I came across your null ranges function. Kindly address my doubts.
I have a small RNA loci data and i want to test the association with other genomic feature. I want to generate bootstrapped data for my small RNA loci. One way of doing is to perform subsampling and another way is using bootRanges.
gr1 is my granges data representing my small RNA loci. I want to bootstrap only these regions because other regions are not small RNA loci. Therefore, i added the background genome coordinates to the exclude option (gr_toexclude). Is it right?
How do i select block length??? If you say i can share my loci data so that you can help me in deciding the block length.
p1 = bootRanges(gr1, blockLength=100, R=100, exclude=gr_to_exclude, type="bootstrap", withinChrom=TRUE)
yes, they exist in clusters. How it should be done for a clustered data??
I used block length from 100bp, 5000bp, 10000bp, 100000bp, 1000000bps. As i am increasing the block length after 10000bp, the bootranges comes with zero width. Can you please explain me what this block length is doing?? what it should be for a clustered data??
Let's discuss a few of the points of bootRanges:
blockLength- you want this to be larger than the typical clustering pattern but smaller than the region you are tiling with blocks. We used a large segmentation of hg38, e.g. >1Mb contiguous segments, and found that 200-500 kb blocks worked well.

════════════════════

§ **HOW TO COMPLETE THIS TASK**
Output the part of the bootRanges forum thread between "I used block" and "blocks worked well.", inclusive, with every word unchanged.

§ **GIVEN INFORMATION**
════════════════════

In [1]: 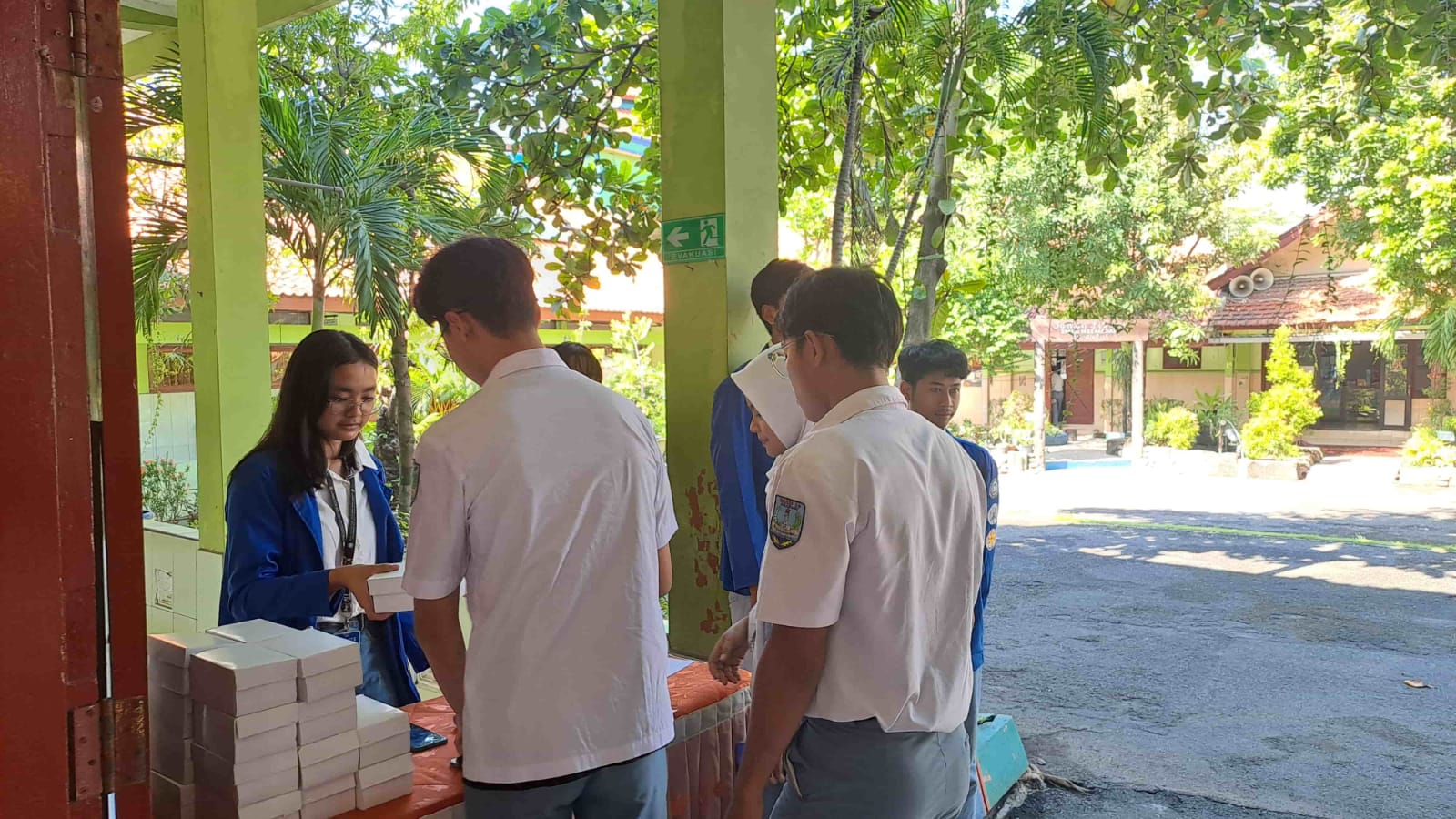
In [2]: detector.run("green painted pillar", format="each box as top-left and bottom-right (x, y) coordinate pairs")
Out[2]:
(177, 0), (272, 551)
(658, 0), (779, 657)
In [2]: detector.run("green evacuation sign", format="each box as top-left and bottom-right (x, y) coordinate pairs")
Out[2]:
(662, 213), (728, 264)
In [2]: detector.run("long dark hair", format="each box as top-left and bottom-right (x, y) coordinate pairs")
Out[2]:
(236, 329), (379, 497)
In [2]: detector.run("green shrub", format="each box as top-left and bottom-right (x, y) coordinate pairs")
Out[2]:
(992, 392), (1032, 446)
(1146, 407), (1198, 449)
(1400, 427), (1456, 466)
(1194, 389), (1239, 451)
(1239, 327), (1322, 458)
(1239, 415), (1299, 459)
(141, 458), (197, 526)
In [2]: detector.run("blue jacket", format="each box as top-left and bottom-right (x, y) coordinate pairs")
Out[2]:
(217, 451), (430, 703)
(952, 436), (1000, 669)
(709, 369), (774, 594)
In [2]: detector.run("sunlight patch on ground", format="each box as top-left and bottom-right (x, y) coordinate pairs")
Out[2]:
(1148, 551), (1289, 574)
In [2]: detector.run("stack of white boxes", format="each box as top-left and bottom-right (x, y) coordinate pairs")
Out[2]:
(355, 696), (415, 810)
(147, 634), (228, 819)
(191, 644), (303, 819)
(148, 618), (413, 819)
(262, 630), (364, 819)
(369, 562), (415, 613)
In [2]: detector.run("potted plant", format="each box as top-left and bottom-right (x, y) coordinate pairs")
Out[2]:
(1395, 427), (1456, 487)
(1239, 327), (1322, 480)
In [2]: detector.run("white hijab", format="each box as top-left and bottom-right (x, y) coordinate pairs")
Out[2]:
(733, 347), (810, 448)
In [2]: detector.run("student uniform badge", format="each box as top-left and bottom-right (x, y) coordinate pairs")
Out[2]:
(769, 495), (804, 550)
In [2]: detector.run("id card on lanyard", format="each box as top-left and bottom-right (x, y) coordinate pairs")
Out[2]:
(328, 466), (359, 622)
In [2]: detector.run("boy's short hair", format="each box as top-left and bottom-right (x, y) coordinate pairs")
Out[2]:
(779, 267), (905, 370)
(748, 259), (814, 328)
(551, 341), (602, 383)
(900, 339), (971, 386)
(415, 236), (541, 339)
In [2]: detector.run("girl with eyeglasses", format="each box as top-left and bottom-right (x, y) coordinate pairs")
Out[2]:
(218, 329), (428, 705)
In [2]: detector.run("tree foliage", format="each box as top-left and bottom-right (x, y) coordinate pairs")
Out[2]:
(430, 0), (660, 313)
(949, 87), (1269, 347)
(1269, 7), (1456, 362)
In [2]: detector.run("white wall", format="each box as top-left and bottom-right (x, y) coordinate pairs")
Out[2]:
(136, 392), (197, 490)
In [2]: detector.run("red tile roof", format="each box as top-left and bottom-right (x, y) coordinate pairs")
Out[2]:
(1213, 269), (1395, 329)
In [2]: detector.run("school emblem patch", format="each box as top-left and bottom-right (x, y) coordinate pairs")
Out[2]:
(769, 495), (804, 550)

════════════════════

§ **OUTPUT OF THE EXERCISE**
I used block length from 100bp, 5000bp, 10000bp, 100000bp, 1000000bps. As i am increasing the block length after 10000bp, the bootranges comes with zero width. Can you please explain me what this block length is doing?? what it should be for a clustered data??
Let's discuss a few of the points of bootRanges:
blockLength- you want this to be larger than the typical clustering pattern but smaller than the region you are tiling with blocks. We used a large segmentation of hg38, e.g. >1Mb contiguous segments, and found that 200-500 kb blocks worked well.